Rescale the records below from the line containing "like x=192, y=382." through the line containing "x=102, y=178", both ends included, by writing each of those lines out again (requests too) with every answer coordinate multiplied by 2.4 and rounded to a whole number, halves up, while the sample points inside the requests stay unchanged. Return only those lines.
---------- DATASET RECORDS
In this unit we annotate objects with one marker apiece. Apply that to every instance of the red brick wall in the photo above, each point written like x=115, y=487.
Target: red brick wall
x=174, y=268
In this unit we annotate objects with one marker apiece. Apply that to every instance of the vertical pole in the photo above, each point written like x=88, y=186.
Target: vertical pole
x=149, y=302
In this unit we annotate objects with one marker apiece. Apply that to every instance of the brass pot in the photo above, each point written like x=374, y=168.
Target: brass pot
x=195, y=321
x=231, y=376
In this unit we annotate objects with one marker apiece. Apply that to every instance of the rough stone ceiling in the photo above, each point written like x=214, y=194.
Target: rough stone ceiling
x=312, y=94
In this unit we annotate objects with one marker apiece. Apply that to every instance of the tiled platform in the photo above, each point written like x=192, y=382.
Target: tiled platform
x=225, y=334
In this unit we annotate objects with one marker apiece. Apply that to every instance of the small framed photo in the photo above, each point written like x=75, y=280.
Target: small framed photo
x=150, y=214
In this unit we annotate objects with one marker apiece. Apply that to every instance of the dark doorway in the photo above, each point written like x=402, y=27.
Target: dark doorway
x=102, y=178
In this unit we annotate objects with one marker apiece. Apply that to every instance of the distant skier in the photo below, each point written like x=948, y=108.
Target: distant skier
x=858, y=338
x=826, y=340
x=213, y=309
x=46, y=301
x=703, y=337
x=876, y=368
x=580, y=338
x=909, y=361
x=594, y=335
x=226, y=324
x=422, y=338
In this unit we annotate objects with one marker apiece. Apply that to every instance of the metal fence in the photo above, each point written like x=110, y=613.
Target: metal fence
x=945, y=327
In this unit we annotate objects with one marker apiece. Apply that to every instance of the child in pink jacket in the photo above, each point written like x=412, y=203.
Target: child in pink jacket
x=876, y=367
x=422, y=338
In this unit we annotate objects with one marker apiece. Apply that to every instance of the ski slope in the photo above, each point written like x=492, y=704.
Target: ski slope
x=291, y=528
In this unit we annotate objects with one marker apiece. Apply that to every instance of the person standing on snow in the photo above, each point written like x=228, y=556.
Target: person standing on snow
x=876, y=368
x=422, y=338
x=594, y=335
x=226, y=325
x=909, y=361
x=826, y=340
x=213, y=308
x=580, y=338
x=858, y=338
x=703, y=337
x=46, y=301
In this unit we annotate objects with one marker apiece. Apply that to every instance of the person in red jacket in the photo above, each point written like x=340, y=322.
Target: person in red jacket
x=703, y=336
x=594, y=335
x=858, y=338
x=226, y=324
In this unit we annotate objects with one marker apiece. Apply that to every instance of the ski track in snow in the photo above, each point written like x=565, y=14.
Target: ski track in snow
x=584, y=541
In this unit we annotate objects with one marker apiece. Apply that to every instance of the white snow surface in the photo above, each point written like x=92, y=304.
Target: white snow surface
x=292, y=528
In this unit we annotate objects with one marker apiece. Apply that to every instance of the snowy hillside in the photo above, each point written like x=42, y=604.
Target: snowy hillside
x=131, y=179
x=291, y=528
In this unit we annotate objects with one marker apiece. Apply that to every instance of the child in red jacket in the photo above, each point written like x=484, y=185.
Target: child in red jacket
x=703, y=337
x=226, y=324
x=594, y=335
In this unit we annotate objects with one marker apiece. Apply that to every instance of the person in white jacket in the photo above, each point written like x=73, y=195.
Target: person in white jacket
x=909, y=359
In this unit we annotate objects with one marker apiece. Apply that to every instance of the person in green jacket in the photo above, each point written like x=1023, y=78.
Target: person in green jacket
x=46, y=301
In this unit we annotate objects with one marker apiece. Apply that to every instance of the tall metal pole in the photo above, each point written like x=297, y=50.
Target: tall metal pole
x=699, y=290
--------------------
**FULL SOLUTION**:
In this unit we annotate objects with one marker apiece. Apply that to every instance of the tiled platform in the photo above, each point written like x=192, y=382.
Target: tiled platform
x=540, y=802
In this unit we annotate objects with one marker apiece. Apply that to every instance of the small framed photo in the photo above, each point written like x=75, y=280.
Target: small framed photo
x=360, y=514
In this unit we annotate objects with one marker apiece. Apply that to every instance of the dark doorway in the photo above, each point written like x=402, y=27.
Target: dark doorway
x=245, y=427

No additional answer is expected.